**Data excerpts:**
▬▬▬▬▬▬▬▬▬▬
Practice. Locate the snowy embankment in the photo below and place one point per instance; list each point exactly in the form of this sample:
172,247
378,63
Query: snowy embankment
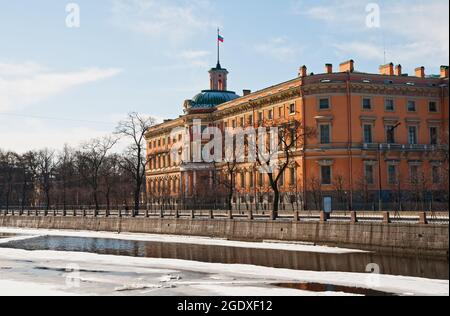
180,240
225,282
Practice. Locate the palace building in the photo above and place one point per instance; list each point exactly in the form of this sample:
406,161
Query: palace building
380,142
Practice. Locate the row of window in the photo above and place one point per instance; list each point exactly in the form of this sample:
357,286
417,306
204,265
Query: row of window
413,136
261,179
161,142
389,105
262,116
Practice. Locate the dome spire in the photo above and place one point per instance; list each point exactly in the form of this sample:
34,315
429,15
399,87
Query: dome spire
220,39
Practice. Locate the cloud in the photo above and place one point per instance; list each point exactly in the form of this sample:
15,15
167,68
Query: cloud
278,48
195,58
174,20
22,85
44,135
415,32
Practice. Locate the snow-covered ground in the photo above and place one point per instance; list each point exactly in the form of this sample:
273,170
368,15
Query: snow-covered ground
178,239
66,273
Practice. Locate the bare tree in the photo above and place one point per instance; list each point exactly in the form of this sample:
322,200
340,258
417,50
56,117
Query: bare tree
27,163
8,163
291,136
45,162
65,171
135,127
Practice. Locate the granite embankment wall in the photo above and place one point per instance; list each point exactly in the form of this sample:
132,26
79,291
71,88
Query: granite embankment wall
411,239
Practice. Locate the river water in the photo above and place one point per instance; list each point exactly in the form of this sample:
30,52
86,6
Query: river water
350,262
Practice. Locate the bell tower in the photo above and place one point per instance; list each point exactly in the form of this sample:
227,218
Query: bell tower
218,78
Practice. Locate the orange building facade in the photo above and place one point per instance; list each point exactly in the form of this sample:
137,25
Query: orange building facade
380,142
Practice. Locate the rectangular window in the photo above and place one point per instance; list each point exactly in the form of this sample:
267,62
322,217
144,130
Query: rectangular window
412,135
435,175
414,174
367,104
281,180
389,105
368,172
432,107
292,177
368,134
251,180
325,175
392,174
411,106
292,108
324,104
433,135
325,134
260,179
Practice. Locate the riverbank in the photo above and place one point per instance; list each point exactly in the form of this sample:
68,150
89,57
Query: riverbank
398,238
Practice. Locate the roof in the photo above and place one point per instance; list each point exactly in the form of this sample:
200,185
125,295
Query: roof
212,98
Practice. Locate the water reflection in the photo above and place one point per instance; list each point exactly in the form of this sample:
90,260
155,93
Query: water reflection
356,262
6,235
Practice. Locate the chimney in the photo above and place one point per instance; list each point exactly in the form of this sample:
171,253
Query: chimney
444,71
398,70
387,70
348,66
420,72
303,71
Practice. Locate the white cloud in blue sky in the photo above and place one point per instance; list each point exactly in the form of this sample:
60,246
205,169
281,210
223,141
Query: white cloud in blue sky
150,55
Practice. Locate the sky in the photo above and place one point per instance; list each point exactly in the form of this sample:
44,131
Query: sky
61,84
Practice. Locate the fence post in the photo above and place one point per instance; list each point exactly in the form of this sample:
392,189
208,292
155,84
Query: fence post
386,218
296,216
323,217
353,217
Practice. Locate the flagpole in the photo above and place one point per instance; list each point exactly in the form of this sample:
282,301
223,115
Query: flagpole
218,47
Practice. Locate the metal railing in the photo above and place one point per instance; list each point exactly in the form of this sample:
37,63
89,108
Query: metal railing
435,218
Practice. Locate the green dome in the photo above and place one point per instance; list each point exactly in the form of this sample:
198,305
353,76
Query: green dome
211,99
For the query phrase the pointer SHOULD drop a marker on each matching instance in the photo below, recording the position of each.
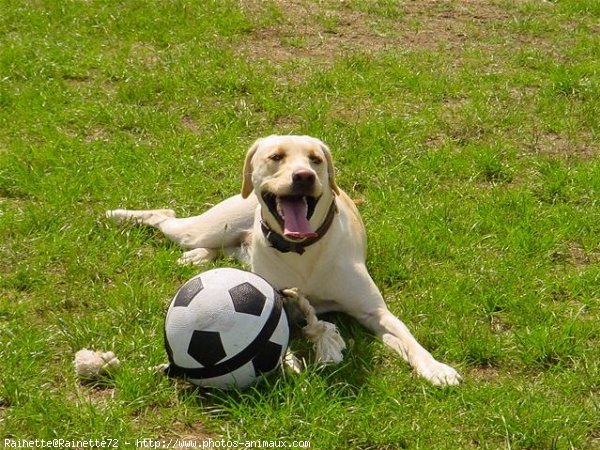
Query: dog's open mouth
(293, 213)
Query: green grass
(468, 131)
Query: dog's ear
(330, 169)
(247, 175)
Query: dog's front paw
(440, 374)
(198, 256)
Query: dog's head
(294, 180)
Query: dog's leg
(364, 302)
(222, 227)
(395, 334)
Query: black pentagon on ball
(188, 291)
(267, 358)
(247, 299)
(206, 347)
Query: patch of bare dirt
(557, 145)
(328, 28)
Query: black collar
(280, 243)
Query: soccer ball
(225, 328)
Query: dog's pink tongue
(296, 225)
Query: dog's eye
(316, 159)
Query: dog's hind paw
(440, 374)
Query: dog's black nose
(303, 178)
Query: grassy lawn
(467, 132)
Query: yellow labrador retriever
(297, 228)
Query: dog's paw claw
(440, 374)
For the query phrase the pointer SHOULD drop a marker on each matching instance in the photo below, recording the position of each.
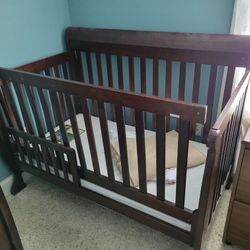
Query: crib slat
(91, 79)
(160, 156)
(47, 72)
(140, 143)
(28, 151)
(54, 161)
(35, 112)
(168, 78)
(155, 77)
(75, 129)
(54, 100)
(90, 134)
(5, 109)
(182, 81)
(168, 88)
(37, 155)
(19, 146)
(47, 114)
(109, 70)
(7, 93)
(74, 171)
(120, 75)
(155, 83)
(23, 108)
(99, 69)
(65, 71)
(183, 141)
(110, 81)
(196, 85)
(45, 158)
(143, 75)
(106, 140)
(143, 81)
(131, 74)
(131, 85)
(122, 144)
(210, 99)
(89, 66)
(228, 85)
(79, 67)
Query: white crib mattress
(193, 182)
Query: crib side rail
(22, 83)
(181, 66)
(222, 143)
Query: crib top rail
(174, 40)
(195, 113)
(202, 48)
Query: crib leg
(18, 183)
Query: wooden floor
(49, 217)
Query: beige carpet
(48, 218)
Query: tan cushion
(195, 157)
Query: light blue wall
(205, 16)
(30, 30)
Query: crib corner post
(18, 183)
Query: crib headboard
(181, 66)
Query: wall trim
(7, 183)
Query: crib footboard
(55, 161)
(222, 143)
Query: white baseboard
(7, 183)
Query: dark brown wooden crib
(143, 80)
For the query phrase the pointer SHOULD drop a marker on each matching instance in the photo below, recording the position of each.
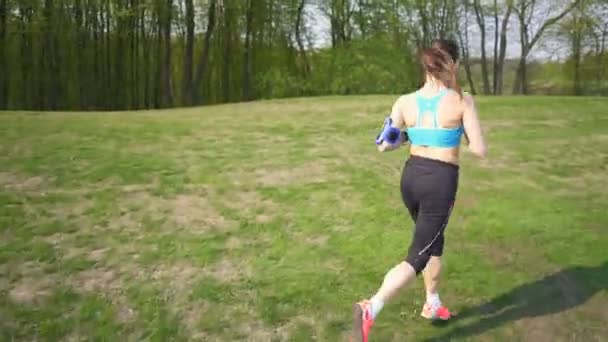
▬▬▬▬▬▬▬▬▬▬
**Work order:** Return an exact transcription of the entries above, excluding each image.

**The completed task:**
Practice. Locate the snowy embankment in the photo below and place one point per instance; list each point exactly in the form of this sample:
172,247
378,63
Query: snowy embankment
180,240
225,282
Practice. Locate the palace building in the photo above and place one point per instance; list each point exactly in the form of this sample:
406,161
Query: palace building
380,142
Practice. Locate the row of window in the photo above and place one point per instance; list each point exactly in the form of this sample:
357,286
417,306
204,265
Query: row of window
413,136
261,179
161,142
389,105
262,116
Practice. Locate the dome spire in the photo above and place one point per instance; list each point exactly in the form of this sample:
34,315
429,15
399,87
Query: dome spire
220,39
Practice. Locate the cloud in the photo above and place one point per instance; list each point exactly in the form of this sample:
15,15
167,68
Query: cloud
278,48
195,58
174,20
22,85
44,135
415,32
Practice. Locate the snow-covered ground in the photo above and place one point per instance; list each point exactly in the form of this sample:
273,170
368,15
Query: snow-covered ground
178,239
66,273
Practice. Locate the bare tree in the photo above and place one point per instance; list each point exactly in the form of this sample:
322,200
340,258
417,50
56,117
Query: bare tree
27,163
8,163
291,136
45,162
65,171
135,127
Practice. Locate the granite embankment wall in the photo above and place one point per instance; list each point exactly in the form of this sample:
132,26
79,291
71,88
Query: granite embankment wall
411,239
Practice. Locate the river water in the photo above and place one point per instance; list each point exactly in the form of this sample:
30,52
86,6
Query: river water
350,262
Practice. Locate the bell tower in the photo above and place one point per instance; list each point exactly in the form of this sample:
227,218
Query: bell tower
218,78
Practice. Locate the orange building facade in the photo above and place one point per instance; list each point exactly in the form of this sample:
137,25
Query: orange building facade
380,142
Practice. Locate the rectangular window in the photo above and place one point per instance; list each point exactly in the form of this sample:
267,62
322,217
144,130
Query: rectangular window
412,135
435,175
414,174
367,104
281,180
389,105
368,172
432,107
292,177
368,134
251,180
325,175
392,174
411,106
292,108
324,104
433,135
325,134
260,179
Practice. Locate the riverbank in the photo above and place one point per instance; list each point exactly in the form of this sample:
68,150
89,57
Query: riverbank
398,238
Practice. Locate the roof in the photo above and place one point per instance; list each point exactly in the form of this sample:
200,185
125,295
Query: roof
212,98
Practice. Locate the water reflection in the photo above and place one point per instance; list each point exactly in the form of this sample:
90,260
155,93
Query: water reflection
356,262
6,235
Practice. Locate the chimney in the photo above and place one point per instance; list each point exactly in the form of this sample:
171,253
Query: chimney
444,71
398,70
387,70
348,66
420,72
303,71
Practice. Locate the white cloud in blue sky in the photo above and place one point per instance; list each point exactly in the form of this sample:
60,246
205,169
281,210
223,141
Query: white cloud in blue sky
150,55
Practice. Locate the sky in the photo above and place one point per instance; list each point exactly in the form of this sample:
44,131
Query: sky
61,84
Practice. Locate the fence post in the photo above and place one point per instance; list each point exactly in the form of this sample:
392,189
208,292
155,84
Query: fence post
386,218
296,216
323,217
353,217
Practice. Locate the flagpole in the photo above and place one point per instance; list each point exactly in the form of this sample:
282,301
223,115
Query: flagpole
218,47
Practice. Locate the metal railing in the photo above and place one point per instance; list each point exactly in the form of this sample:
37,63
89,108
Query: metal railing
435,218
Practice. Locate the green dome in the photo above and place one point per instance; list each point exactly in the form of this sample:
198,305
353,76
Query: green dome
211,99
For the query phrase the pointer SHOULD drop a marker on each matching instance in the photo below, recording the position of each.
Query: dog's open mouth
(293, 213)
Query: green grass
(468, 131)
Query: dog's ear
(330, 169)
(247, 175)
Query: dog's front paw
(440, 374)
(198, 256)
Query: dog's head
(294, 180)
Query: dog's leg
(364, 302)
(222, 227)
(395, 334)
Query: black pentagon on ball
(188, 291)
(267, 358)
(247, 299)
(206, 347)
Query: patch of bare dirt
(557, 145)
(328, 28)
Query: black collar
(280, 243)
Query: soccer ball
(225, 328)
Query: dog's pink tongue
(296, 225)
Query: dog's eye
(316, 159)
Query: dog's hind paw
(440, 374)
Query: dog's black nose
(303, 178)
Query: grassy lawn
(467, 132)
Query: yellow labrador retriever
(297, 228)
Query: dog's paw claw
(440, 374)
For the query phrase the pointer SHOULD drop a marker on each matching instance in the photo below, recording the position of each.
Query: crib slat
(91, 79)
(160, 156)
(47, 72)
(140, 143)
(28, 151)
(54, 161)
(35, 112)
(168, 78)
(155, 77)
(75, 129)
(54, 100)
(90, 134)
(5, 109)
(182, 81)
(168, 88)
(37, 155)
(19, 146)
(47, 114)
(109, 70)
(7, 93)
(74, 171)
(120, 75)
(155, 83)
(23, 108)
(99, 69)
(65, 71)
(183, 141)
(110, 81)
(196, 85)
(45, 158)
(143, 75)
(106, 140)
(143, 81)
(131, 74)
(131, 85)
(122, 144)
(210, 99)
(89, 66)
(228, 85)
(79, 67)
Query: white crib mattress
(193, 182)
Query: crib side rail
(22, 83)
(181, 66)
(222, 143)
Query: crib top rail
(174, 40)
(195, 113)
(202, 48)
Query: crib leg
(18, 183)
Query: wooden floor
(49, 217)
Query: beige carpet
(48, 218)
Query: tan cushion
(195, 157)
Query: light blue wall
(205, 16)
(30, 30)
Query: crib corner post
(18, 183)
Query: crib headboard
(181, 66)
Query: wall trim
(7, 183)
Query: crib footboard
(55, 161)
(222, 143)
Query: white baseboard
(7, 183)
Query: dark brown wooden crib
(143, 80)
For the query phrase the pointer SHOULD drop a marker on each matching instance in the photo below, recording the position of each.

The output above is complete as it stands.